[提示文]:
更年期の頭痛…実は「いつのまにか高血圧」の可能性が!【更年期症状と間違えやすい病気に要注意! ④】
更年期になると、卵巣機能の低下から女性ホルモンの分泌が減ることで、さまざまな症状が現れる。頭痛もそのひとつだ。頭痛は場合によってはとても危険な病が隠れていることがある。それはどんなことなのだろうか? 女性医学の専門医である小川真里子さんに伺った。
エストロゲンが減ると血管にも変化が起きます!
更年期に差しかかって、頭痛が起きるようになった…そんな人は少なくないのではないだろか? 「よくあるのが、頭の片側が波打つようにズキズキ痛み、光や音に敏感になる『片頭痛』や、頭全体を締めつけられるように痛む『緊張型頭痛』があります。これらは20代~30代から発症する人もいます。 実は、更年期の女性にこうした頭痛がよくみられる原因は、はっきりわかっていません。 一方で、片頭痛に関してはエストロゲンとの関連が考えられています。エストロゲンが変動することにより、脳の神経系における炎症性の物質が変化すること、エストロゲンレベルの低下がさまざまな頭痛と関連する物質に関与している可能性が示されています」 ところが、エストロゲンの減少による血管への影響はそれだけではない、と小川先生。

[設問 1]:
更年期の頭痛についての提示文では、片頭痛はどのような痛みだと説明されていますか?
[設問 2]:
更年期の頭痛についての提示文に出てくる病気や頭痛の名称は何ですか? すべて挙げてください。
[設問 3]:
更年期の頭痛についての提示文を、最後の文の次から書き継いでください。

[提供一覧]:
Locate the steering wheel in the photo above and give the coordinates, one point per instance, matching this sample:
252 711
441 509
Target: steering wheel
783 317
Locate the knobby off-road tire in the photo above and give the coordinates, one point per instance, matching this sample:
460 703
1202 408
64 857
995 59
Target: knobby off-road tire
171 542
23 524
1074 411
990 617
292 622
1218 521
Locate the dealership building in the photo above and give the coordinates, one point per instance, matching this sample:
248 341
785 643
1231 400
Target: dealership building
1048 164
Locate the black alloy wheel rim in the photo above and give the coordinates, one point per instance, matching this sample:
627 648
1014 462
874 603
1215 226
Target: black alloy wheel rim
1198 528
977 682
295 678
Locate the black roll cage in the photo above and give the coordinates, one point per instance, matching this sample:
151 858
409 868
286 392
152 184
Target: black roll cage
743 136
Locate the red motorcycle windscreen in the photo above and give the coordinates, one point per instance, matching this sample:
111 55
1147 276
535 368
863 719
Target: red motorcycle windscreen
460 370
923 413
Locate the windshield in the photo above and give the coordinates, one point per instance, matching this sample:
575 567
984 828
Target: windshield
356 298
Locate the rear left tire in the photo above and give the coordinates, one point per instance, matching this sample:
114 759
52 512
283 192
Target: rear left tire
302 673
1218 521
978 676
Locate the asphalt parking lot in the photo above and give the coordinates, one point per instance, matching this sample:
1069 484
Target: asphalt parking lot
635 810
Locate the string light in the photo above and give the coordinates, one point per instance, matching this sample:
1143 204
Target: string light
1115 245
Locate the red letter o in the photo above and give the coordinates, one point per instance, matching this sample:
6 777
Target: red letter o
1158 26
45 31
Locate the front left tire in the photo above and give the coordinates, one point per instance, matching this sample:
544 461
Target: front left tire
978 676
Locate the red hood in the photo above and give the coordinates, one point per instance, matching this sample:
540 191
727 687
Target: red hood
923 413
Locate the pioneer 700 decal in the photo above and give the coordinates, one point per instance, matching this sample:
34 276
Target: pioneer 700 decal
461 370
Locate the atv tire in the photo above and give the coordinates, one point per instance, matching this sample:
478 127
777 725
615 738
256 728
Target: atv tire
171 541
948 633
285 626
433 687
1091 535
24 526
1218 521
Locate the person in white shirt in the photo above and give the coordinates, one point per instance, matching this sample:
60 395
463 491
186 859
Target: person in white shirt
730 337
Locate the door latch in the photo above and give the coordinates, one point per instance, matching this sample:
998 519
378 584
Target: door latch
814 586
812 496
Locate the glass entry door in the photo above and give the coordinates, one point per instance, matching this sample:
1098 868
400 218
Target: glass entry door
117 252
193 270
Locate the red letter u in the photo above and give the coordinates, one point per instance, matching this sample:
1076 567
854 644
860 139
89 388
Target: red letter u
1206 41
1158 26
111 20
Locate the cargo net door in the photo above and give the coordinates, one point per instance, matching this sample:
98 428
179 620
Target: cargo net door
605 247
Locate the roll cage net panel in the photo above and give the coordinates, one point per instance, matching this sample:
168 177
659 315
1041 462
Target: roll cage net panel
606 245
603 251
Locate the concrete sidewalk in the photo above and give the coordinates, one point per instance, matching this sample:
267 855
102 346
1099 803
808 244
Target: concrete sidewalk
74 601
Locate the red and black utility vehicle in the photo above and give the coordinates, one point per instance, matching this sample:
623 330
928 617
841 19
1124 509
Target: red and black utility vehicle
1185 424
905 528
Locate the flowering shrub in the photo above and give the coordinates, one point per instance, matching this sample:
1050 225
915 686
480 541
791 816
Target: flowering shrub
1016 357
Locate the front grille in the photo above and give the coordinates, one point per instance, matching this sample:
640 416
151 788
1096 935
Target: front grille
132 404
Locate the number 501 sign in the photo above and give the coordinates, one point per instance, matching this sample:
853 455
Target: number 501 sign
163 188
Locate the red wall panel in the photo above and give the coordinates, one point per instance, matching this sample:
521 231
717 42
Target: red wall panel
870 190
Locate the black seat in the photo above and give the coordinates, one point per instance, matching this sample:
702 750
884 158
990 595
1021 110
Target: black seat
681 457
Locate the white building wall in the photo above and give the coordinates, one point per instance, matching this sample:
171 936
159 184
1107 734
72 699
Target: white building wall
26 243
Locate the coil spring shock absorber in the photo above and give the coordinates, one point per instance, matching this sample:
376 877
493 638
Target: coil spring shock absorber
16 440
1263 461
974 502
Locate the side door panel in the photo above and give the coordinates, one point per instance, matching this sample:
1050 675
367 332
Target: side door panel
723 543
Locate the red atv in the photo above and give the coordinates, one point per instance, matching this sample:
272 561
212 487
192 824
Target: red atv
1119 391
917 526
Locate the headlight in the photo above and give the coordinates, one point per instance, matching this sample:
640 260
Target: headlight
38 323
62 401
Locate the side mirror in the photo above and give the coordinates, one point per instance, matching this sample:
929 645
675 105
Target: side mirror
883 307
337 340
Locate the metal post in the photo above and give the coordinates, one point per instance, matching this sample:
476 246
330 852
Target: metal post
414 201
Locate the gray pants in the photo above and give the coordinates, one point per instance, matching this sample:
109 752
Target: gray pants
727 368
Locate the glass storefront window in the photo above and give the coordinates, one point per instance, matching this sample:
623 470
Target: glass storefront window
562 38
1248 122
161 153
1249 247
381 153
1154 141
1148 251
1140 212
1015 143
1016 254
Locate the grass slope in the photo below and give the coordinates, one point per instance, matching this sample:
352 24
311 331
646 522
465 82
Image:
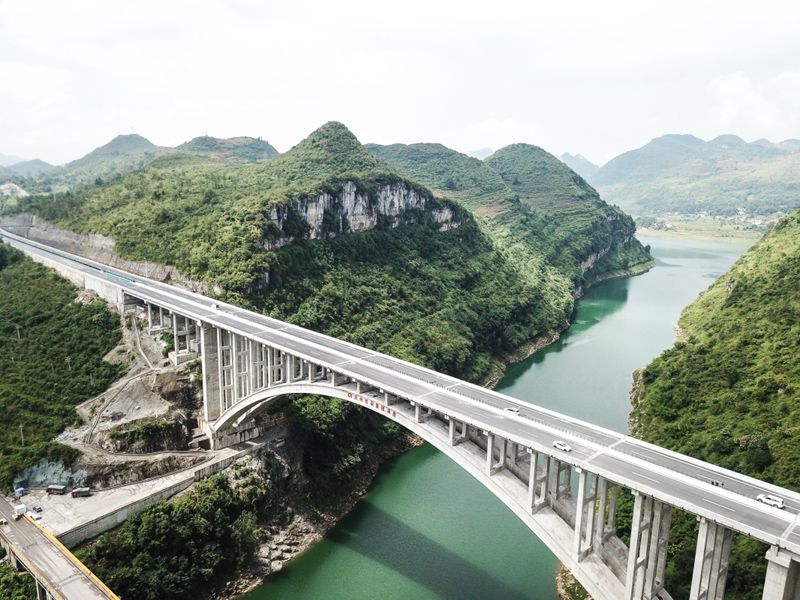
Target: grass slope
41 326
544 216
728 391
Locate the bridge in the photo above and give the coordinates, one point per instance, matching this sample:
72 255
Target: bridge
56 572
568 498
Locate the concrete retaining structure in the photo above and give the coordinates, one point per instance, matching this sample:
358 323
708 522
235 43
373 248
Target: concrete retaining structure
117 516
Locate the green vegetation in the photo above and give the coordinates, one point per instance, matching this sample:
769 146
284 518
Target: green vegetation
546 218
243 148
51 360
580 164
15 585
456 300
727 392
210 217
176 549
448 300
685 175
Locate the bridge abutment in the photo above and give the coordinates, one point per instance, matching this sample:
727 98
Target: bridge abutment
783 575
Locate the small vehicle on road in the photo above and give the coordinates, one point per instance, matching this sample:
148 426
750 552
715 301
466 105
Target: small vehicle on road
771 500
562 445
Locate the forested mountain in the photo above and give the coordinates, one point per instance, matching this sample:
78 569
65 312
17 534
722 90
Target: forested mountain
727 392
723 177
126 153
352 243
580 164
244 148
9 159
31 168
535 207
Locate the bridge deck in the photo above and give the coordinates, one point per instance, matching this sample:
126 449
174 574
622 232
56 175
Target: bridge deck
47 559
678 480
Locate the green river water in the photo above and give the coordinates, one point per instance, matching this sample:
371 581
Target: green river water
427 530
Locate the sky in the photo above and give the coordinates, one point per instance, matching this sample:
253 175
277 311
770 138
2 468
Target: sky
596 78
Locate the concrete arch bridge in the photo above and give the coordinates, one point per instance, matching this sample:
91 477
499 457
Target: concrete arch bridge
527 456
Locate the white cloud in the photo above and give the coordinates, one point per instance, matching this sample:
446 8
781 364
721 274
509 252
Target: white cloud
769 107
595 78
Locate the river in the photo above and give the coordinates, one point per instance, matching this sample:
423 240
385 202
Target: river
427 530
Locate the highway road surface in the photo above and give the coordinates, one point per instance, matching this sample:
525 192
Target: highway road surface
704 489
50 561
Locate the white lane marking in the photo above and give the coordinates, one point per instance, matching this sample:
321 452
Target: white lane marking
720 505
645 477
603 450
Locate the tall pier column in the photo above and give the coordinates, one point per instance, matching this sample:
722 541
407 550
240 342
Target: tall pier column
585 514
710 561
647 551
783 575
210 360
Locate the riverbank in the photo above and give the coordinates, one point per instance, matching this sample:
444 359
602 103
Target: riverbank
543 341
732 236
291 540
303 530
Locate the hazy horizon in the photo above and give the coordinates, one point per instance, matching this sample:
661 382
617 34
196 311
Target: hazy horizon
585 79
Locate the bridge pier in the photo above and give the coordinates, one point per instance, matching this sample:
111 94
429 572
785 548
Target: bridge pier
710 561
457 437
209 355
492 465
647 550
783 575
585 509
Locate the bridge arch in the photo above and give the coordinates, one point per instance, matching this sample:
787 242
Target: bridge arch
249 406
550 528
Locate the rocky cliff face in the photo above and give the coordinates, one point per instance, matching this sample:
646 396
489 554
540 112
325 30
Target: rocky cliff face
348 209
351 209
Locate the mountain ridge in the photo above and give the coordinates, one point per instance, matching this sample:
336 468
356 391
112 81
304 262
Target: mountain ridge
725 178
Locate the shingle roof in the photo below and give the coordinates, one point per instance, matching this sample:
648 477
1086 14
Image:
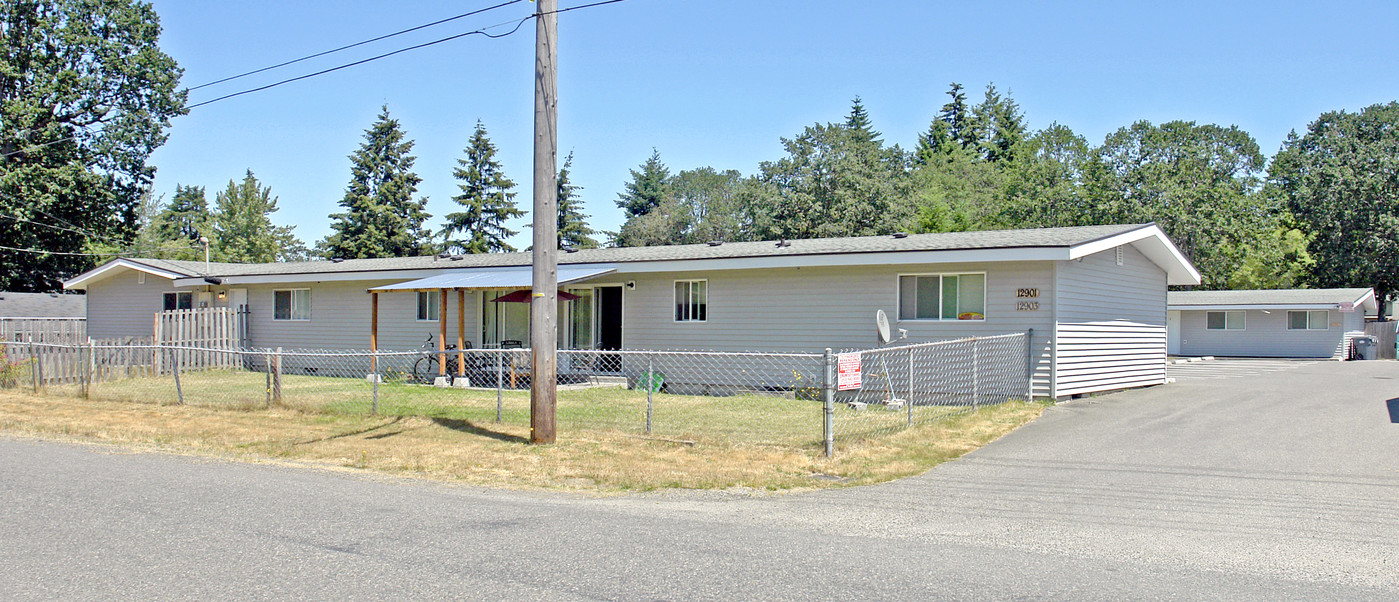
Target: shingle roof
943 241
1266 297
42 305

--

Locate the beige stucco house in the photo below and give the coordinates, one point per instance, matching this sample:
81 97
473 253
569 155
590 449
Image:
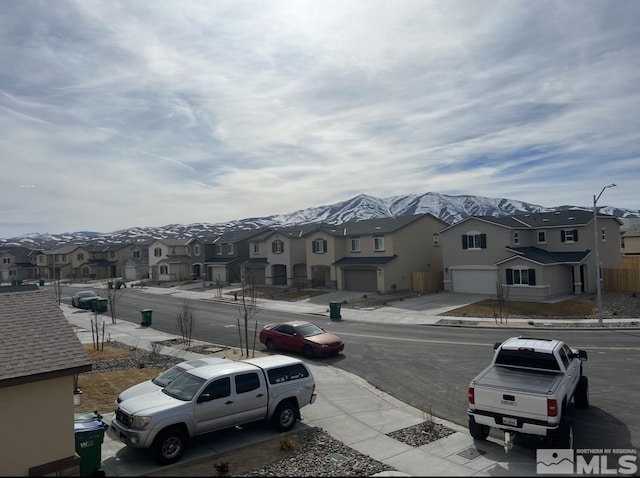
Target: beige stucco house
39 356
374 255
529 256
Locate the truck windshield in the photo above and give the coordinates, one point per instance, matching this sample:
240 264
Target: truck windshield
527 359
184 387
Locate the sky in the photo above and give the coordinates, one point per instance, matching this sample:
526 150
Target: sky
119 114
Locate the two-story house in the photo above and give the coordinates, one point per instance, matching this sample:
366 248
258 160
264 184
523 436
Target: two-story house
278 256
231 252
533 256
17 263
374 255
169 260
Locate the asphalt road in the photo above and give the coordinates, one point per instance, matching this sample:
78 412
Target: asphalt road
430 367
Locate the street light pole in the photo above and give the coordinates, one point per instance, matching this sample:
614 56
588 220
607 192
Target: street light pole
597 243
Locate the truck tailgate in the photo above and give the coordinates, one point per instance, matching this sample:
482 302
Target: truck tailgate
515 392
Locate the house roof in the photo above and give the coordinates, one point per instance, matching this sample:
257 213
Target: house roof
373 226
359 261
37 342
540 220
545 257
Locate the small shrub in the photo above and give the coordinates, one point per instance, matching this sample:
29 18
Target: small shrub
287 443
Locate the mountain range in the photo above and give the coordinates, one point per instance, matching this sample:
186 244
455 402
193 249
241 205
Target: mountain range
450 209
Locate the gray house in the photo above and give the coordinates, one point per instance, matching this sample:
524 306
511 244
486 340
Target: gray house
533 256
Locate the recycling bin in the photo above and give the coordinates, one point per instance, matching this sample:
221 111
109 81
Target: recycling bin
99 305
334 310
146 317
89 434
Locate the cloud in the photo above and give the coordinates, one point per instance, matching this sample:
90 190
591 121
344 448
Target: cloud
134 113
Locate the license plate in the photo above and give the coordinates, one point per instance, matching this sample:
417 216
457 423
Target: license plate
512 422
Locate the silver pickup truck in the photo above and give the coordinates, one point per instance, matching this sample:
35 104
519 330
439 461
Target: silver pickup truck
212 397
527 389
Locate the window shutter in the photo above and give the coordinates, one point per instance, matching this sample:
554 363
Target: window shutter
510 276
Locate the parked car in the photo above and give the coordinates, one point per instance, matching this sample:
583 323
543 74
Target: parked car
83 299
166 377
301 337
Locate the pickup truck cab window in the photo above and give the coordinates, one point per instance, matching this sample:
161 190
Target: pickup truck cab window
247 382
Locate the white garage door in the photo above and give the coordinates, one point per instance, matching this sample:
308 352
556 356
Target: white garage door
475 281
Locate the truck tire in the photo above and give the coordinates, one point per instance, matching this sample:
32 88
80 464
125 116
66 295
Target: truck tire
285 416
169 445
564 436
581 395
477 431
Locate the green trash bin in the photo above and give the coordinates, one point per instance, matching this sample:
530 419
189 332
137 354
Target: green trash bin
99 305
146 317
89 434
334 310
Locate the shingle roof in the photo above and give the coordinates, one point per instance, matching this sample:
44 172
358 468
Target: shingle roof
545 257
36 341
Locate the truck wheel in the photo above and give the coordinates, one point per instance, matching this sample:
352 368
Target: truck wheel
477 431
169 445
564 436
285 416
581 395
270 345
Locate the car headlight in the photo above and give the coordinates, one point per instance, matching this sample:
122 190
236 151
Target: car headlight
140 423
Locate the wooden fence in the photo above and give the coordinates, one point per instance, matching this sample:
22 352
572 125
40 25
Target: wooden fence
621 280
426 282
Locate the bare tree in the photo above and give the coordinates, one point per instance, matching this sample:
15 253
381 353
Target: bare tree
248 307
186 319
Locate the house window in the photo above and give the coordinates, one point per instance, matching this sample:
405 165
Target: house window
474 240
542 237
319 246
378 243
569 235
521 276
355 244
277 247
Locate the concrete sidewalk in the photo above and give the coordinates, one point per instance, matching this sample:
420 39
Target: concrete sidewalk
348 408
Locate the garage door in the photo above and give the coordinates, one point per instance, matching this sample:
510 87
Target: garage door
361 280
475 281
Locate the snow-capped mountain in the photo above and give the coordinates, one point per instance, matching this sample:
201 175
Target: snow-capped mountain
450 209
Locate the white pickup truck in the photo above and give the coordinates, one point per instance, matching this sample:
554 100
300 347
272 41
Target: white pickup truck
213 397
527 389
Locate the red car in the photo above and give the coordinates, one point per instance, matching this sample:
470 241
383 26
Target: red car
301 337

[解答欄 1]:
頭の片側が波打つようにズキズキ痛み、光や音に敏感になる頭痛です。

[解答欄 2]:
高血圧、片頭痛、緊張型頭痛

[解答欄 3]:
「血管の柔軟性が低下して、拡張がうまくいかなくなることで、いつのまにか高血圧になっているケースがあるのです。 実際にあった患者さんのケースでは、頭痛がするので年齢的にも更年期だと思い来院されました。検査の一環で久しぶりに血圧を測ったら、拡張期血圧が100mmHg~収縮期血圧が160mmHgもあったことがあります。以前はまったく正常値だったので、本人も驚いていました。その人はほかの更年期の症状がなかったので、高血圧をきちんと治療すると言って内科に行きました。 高血圧はエストロゲンの問題だけでなく、生活習慣や加齢による老化の影響もあると思います。30代くらいまでは無理をしたり、多少の不摂生も問題なく過ごせていた人も、その積み重ねにより、40歳を過ぎたあたりからさまざまな形で体に現れてきます。 健康意識が高く、食事や運動などに気をつけている人でも、測定したらいつのまにか血圧が上がっていた…という人は少なくありません。 血圧の測定は、更年期世代になったら年に一度の健診だけでなく、家庭血圧計を用意して毎日家で測る習慣をつけることをおすすめします。血圧は睡眠中、朝、昼、夜と一日のうちでも変動し、食事や感情の変化などの影響も受けて、つねに変動しています。そうした中で、家庭で朝の安静時に測る家庭血圧を把握することが最も大切です。 高血圧を放っておくと、さらに血管の柔軟性が失われ動脈硬化が進行して、心臓への負担が増大します。やがてそれが重度の心不全に発展したり、心筋梗塞や脳卒中といった命にかかわる疾患のリスクにもつながります。更年期世代から血圧をきちんと管理することが大切です」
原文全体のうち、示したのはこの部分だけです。